WHAT THE TASK REQUIRES: Give only the number of lines in the entries below that contain the string "blazer".

Stored entries:
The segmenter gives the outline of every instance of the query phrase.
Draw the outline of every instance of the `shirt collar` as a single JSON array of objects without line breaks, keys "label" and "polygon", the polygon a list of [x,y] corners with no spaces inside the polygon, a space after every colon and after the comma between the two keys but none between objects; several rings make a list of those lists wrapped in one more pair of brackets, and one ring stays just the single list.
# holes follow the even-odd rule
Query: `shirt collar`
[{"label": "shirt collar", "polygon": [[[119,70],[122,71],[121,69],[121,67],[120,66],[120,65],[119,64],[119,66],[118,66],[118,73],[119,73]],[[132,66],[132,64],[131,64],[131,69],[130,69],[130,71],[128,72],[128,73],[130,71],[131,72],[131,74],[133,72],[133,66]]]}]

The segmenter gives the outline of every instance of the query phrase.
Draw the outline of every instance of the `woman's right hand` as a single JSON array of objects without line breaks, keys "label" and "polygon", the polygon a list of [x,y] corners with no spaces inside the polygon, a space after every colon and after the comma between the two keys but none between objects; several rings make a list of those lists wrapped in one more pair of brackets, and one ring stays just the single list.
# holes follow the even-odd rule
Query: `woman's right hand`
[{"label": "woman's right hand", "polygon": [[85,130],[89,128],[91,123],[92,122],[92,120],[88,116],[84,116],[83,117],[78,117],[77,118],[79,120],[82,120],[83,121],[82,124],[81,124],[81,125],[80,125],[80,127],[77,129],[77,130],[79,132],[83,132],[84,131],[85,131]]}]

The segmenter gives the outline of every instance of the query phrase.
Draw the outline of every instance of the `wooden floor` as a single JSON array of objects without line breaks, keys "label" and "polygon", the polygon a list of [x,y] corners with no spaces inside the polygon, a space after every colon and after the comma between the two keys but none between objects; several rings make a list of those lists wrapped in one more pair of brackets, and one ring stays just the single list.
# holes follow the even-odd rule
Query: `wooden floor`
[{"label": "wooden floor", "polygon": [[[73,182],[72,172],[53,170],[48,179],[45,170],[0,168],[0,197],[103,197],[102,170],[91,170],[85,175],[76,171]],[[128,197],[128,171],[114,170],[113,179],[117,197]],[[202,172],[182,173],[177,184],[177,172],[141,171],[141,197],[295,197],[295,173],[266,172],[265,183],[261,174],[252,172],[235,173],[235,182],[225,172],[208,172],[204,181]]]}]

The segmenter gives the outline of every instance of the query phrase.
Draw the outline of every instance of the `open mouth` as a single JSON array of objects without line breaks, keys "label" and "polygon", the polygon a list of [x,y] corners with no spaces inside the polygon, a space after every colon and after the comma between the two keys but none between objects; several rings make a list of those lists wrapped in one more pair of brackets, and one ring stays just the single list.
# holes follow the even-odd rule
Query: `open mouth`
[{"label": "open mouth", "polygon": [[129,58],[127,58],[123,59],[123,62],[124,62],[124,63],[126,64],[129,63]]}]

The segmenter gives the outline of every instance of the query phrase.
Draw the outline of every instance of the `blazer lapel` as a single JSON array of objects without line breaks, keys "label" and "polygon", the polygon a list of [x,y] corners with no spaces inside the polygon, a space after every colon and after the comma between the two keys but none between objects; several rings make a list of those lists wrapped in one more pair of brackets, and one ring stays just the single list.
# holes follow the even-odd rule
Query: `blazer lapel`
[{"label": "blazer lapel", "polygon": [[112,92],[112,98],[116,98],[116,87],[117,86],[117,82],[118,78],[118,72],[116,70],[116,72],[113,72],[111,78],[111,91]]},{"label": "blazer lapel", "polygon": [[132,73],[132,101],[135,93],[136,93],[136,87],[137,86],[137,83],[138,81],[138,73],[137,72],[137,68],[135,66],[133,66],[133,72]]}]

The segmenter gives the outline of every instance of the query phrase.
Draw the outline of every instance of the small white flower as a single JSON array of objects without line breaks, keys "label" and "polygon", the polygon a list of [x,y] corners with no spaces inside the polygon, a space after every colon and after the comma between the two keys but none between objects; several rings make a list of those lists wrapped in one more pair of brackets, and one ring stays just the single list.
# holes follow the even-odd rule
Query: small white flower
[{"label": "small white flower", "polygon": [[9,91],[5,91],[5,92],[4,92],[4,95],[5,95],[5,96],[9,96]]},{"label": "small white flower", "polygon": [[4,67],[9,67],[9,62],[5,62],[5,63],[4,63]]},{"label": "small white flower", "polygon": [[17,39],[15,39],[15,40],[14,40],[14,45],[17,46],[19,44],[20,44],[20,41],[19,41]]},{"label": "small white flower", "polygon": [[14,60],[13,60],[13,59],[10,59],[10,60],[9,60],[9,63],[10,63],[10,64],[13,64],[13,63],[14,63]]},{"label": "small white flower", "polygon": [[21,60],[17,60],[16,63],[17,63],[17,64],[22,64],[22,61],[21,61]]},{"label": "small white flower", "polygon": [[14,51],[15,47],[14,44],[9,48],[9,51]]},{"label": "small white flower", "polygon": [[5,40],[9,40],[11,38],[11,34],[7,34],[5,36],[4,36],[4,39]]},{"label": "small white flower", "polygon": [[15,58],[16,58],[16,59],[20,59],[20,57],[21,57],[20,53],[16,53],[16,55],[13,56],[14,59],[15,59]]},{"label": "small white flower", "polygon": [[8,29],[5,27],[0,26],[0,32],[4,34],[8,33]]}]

RESULT BELOW: 3